» **Exercises to complete**:
(1) Return the stretch of the passage on jhum cultivation in Nagaland from "In Nagaland the" through "of local streams.", copied word for word.
(2) Take the passage on jhum cultivation in Nagaland further, picking up after its final sentence.

» **Text segment**:
Nagaland  is  one  of  the  eight  states  in  the  North  Eastern  Region (NER) of India, a  biodiversity  hotspot  where climate  change adaptation  is of critical  importance for the largely rural population. With a hilly terrain, low population density, shallow soils and high rainfall, farmers have adopted a shifting cultivation system known  as  jhum.  This  largely  self-sufficient  system  has adequately  met  the  various  needs  of  rural  communities,  including  food,  fiber  and  energy,  but  is  now  getting disrupted due to shortening  jhum  cycles  as a result of increasing population, focus on high value crops  for  cash  income,  soil  fertility  degradation  and  top  soil  erosion  on  account  of  decreased  fallow cycles. Changing climate patterns is further exacerbating these disruptive trends.

In Nagaland the jhum  system covers 60 percent of the area under food grain cultivation, and about half of rural households are engaged in jhum cultivation, with about 100,000 ha of forest being cleared for  cultivation each year. Rice is the staple food, and upland paddy is the main jhum crop, grown mixed with other crops. Jhum land and forest-fallows also meet most community firewood and timber needs, and are also sources of wild foods and medicinal plants, as well as catchment areas of local streams.

Jhum  is  a  way  of  farming  poor  upland  soils  by  utilizing  fertility  accumulated  in  the  forest-fallow period. It maintains more bio-diversity than conventional farming. The practice of burning controls weeds  and disease  pathogens. Almost no external inputs  are used,  and  the system is naturally organic. The  mixed  cropping  with  traditional  varieties  reduces  risk  and  supports  traditional  food  habits  linked  to  distinctive  local  cultures.  On  the  other  hand,  jhumias  widely  held  to  be  a  destructive  farming  system,  causing severe soil erosion, atmospheric pollution, damage to soil biology and loss of biodiversity. The  system is increasingly  becoming unsustainable  as  jhum  cycles are becoming shorter,  with less time to  restore soil fertility and biodiversity.  Jhuming  is labor-intensive, with no potential for mechanization, and most work is done by women. With low crop yields, not much is produced per day worked, and production  usually does not meet household food needs or generate much needed cash income.

[Items from a data source]
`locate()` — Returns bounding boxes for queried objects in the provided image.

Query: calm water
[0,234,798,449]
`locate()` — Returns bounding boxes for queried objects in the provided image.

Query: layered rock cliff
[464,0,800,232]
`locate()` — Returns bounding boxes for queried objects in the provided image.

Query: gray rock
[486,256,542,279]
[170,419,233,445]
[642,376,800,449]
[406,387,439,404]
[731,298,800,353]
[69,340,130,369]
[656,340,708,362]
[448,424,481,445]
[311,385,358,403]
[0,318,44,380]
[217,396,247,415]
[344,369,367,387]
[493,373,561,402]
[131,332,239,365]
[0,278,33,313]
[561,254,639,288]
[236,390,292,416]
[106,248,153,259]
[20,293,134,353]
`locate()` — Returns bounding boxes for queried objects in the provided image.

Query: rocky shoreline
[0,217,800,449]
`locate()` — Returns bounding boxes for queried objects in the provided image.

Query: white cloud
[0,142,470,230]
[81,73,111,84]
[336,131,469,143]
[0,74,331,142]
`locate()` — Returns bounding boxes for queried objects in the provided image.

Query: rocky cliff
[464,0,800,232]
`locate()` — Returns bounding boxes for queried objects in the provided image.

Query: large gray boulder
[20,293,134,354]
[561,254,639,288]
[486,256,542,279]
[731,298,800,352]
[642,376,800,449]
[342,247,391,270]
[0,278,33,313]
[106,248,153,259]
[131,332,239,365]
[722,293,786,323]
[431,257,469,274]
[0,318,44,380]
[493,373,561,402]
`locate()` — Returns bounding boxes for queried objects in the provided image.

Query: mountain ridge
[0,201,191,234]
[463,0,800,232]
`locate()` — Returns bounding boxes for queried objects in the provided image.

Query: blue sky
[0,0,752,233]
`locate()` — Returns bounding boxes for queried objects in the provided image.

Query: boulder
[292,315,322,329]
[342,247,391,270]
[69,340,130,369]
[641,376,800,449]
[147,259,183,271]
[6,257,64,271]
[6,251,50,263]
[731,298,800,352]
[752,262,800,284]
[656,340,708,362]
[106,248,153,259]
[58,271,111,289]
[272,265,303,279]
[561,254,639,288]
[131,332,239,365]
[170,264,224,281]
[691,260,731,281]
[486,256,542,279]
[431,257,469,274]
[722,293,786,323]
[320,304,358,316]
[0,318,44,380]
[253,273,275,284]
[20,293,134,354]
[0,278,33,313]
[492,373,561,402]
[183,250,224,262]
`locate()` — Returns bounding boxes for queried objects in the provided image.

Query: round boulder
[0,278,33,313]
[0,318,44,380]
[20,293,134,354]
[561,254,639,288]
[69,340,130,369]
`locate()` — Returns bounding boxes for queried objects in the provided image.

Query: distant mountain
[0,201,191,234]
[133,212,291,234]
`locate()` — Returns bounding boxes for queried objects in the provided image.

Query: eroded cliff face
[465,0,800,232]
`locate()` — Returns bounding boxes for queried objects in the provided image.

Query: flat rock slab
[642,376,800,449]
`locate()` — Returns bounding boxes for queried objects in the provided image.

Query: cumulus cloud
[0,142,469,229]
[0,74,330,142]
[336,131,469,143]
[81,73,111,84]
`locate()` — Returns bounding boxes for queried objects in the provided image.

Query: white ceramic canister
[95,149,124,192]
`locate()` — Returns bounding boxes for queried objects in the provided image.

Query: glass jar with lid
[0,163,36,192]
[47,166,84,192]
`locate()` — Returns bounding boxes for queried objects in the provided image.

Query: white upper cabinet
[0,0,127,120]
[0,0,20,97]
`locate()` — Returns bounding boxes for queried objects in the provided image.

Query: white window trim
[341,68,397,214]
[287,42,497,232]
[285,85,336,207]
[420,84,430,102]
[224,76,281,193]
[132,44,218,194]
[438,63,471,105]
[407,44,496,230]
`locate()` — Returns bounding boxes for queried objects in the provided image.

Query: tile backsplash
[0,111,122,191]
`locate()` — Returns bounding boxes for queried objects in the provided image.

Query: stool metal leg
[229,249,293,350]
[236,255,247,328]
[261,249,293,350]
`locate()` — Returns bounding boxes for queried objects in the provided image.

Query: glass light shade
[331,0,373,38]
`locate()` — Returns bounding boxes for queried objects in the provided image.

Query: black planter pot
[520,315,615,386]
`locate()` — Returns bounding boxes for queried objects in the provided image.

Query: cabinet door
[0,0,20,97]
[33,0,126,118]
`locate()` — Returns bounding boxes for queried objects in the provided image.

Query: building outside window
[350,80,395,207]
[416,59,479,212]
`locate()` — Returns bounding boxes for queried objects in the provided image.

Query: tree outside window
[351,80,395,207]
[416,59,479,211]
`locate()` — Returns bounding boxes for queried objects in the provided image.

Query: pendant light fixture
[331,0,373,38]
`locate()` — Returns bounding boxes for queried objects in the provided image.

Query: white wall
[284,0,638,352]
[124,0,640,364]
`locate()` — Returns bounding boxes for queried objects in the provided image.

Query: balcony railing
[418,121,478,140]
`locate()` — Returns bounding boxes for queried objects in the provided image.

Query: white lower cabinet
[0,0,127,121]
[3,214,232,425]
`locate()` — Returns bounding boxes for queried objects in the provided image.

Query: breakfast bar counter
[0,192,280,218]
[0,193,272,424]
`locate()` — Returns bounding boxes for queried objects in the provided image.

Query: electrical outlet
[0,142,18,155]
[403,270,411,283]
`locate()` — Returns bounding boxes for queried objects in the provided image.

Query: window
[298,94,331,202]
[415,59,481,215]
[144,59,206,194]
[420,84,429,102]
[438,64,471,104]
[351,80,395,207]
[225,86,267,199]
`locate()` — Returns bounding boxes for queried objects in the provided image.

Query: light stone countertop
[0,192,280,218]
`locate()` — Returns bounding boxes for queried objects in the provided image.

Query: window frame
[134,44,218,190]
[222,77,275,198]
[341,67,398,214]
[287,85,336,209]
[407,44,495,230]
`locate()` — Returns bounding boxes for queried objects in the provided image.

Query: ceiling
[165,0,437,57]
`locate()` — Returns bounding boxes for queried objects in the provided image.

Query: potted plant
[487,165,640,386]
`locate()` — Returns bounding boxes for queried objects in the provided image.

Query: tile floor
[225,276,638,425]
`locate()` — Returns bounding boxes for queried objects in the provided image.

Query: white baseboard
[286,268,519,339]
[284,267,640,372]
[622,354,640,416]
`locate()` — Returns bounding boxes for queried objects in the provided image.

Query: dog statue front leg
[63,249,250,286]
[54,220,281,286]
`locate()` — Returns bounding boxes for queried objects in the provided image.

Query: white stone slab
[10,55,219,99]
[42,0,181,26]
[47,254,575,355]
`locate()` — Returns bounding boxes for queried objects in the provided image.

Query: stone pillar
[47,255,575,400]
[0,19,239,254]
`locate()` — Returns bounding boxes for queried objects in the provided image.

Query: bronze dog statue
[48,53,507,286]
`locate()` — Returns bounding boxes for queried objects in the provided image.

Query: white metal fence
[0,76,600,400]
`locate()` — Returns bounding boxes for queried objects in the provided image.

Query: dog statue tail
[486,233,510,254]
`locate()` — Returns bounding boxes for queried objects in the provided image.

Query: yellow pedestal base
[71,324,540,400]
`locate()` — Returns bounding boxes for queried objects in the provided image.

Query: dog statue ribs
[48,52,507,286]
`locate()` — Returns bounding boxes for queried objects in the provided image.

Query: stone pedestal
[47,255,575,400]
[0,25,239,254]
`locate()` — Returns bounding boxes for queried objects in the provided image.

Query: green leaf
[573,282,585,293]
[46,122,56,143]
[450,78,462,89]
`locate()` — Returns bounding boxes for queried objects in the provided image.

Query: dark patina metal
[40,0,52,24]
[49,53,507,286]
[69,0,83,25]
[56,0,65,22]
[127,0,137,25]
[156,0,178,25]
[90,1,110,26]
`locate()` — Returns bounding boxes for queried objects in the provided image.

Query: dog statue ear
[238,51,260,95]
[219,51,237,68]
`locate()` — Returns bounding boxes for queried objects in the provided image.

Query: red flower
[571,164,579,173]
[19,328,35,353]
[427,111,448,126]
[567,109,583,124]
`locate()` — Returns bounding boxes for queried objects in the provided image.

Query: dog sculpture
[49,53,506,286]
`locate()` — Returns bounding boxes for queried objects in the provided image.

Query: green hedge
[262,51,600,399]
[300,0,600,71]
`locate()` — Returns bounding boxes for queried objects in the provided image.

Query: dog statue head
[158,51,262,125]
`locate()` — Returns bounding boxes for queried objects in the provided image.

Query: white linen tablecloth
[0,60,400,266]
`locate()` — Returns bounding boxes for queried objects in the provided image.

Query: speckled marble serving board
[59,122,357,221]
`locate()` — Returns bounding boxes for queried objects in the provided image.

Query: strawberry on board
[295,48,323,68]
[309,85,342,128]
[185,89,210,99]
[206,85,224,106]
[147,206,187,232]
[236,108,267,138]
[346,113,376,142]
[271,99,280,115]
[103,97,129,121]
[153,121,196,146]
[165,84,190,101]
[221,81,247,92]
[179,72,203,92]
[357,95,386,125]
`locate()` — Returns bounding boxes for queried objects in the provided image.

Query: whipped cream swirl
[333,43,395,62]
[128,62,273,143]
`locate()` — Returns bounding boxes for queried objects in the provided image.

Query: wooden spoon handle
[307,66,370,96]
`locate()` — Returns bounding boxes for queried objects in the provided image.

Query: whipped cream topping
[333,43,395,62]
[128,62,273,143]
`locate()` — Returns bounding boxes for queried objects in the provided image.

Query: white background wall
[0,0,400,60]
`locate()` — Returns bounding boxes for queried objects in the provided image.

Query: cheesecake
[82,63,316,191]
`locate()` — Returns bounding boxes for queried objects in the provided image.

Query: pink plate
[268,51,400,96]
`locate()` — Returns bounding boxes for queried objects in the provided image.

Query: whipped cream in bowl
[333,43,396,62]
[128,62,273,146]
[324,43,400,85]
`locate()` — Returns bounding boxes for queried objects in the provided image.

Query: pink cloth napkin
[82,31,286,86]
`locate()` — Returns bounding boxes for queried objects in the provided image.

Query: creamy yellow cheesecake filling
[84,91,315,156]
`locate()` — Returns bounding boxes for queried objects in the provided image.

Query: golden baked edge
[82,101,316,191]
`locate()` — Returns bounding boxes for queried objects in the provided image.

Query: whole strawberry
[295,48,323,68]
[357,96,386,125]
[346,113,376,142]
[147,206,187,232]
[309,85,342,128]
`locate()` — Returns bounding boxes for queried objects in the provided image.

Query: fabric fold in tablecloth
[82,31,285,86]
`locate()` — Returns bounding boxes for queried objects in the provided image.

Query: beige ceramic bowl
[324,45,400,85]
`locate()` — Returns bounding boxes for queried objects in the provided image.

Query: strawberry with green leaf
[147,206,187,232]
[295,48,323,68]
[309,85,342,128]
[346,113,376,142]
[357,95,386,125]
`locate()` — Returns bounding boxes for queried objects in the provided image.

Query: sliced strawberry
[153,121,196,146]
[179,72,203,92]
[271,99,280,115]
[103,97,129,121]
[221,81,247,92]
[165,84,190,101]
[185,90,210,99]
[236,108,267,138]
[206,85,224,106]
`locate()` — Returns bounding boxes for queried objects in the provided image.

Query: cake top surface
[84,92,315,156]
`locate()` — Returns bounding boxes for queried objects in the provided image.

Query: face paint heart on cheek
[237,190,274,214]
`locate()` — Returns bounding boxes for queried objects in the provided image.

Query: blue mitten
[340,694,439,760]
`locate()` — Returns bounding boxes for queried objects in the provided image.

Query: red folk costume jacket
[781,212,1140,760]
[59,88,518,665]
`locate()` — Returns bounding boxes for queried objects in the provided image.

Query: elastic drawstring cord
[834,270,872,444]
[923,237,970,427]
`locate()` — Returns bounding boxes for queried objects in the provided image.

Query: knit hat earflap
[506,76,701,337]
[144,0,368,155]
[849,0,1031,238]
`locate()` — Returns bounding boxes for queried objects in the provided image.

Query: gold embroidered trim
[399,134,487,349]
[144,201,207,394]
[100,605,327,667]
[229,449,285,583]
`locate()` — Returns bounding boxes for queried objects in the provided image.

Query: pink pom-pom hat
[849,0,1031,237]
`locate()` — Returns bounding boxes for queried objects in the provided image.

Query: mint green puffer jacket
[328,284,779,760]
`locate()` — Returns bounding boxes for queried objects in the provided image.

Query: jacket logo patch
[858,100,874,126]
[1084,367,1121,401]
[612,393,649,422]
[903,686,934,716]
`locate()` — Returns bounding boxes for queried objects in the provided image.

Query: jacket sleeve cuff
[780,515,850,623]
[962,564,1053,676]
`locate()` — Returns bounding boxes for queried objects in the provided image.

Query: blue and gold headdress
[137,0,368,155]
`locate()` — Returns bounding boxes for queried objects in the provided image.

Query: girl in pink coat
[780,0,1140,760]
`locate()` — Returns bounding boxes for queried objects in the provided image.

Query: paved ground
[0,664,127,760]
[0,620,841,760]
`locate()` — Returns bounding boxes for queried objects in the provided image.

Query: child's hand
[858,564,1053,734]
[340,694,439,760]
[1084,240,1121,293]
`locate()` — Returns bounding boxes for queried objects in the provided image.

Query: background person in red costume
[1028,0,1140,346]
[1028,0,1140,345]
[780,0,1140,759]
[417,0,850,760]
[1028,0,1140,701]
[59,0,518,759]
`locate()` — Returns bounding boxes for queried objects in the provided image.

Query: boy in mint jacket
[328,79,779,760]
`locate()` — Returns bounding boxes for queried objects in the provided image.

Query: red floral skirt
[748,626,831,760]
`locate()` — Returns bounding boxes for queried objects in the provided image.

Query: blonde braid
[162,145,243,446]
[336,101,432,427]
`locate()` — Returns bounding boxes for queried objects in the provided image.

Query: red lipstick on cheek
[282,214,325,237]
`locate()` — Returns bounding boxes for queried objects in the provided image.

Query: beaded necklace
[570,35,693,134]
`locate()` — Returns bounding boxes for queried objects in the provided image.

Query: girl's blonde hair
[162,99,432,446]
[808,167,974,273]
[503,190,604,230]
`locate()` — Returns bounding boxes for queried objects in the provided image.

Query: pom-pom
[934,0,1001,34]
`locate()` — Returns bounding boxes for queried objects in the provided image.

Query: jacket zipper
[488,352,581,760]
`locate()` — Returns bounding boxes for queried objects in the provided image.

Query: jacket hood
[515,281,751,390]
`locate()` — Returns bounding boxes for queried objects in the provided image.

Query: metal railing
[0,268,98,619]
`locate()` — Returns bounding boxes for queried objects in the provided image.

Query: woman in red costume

» **Responses to the tasks**:
(1)
In Nagaland the jhum  system covers 60 percent of the area under food grain cultivation, and about half of rural households are engaged in jhum cultivation, with about 100,000 ha of forest being cleared for  cultivation each year. Rice is the staple food, and upland paddy is the main jhum crop, grown mixed with other crops. Jhum land and forest-fallows also meet most community firewood and timber needs, and are also sources of wild foods and medicinal plants, as well as catchment areas of local streams.

(2)
Rural Poverty in the project area.

The poverty analysis conducted as part of the project design, shows that poverty in Nagaland has multiple dimensions in the rural areas of the state, namely in terms of access to basic services, connectivity and low incomes. It is closely associated with the agriculture and natural resources based livelihoods of the rural households: the low productivity, the high inputs of family labour for agriculture, the limited options to diversify livelihoods, and the high cost of living in the State, trap households in poverty and render them vulnerable to price shocks on the one hand and to climate change  on the other. As per census data, the incidence of rural poverty in  the state has doubled from 2004 to  2012  and stood at 19.9%  in  2011-2012 equivalent to  280 000 persons. The qualitative wealth ranking exercise conducted in sample villages suggests that on average 16% of rural households earn less  than  75,000  INR/year  which  puts  them  close  to  or   below  the  poverty  line. The poor rely on a production  system  comprised  of  jhum  cultivation,  terrace  cultivation  and  livestock  rearing,  and  their landholdings are typically less than 1 ha of  jhum and 1 ha of terrace cultivation. Landlessness is less than 10% of rural households.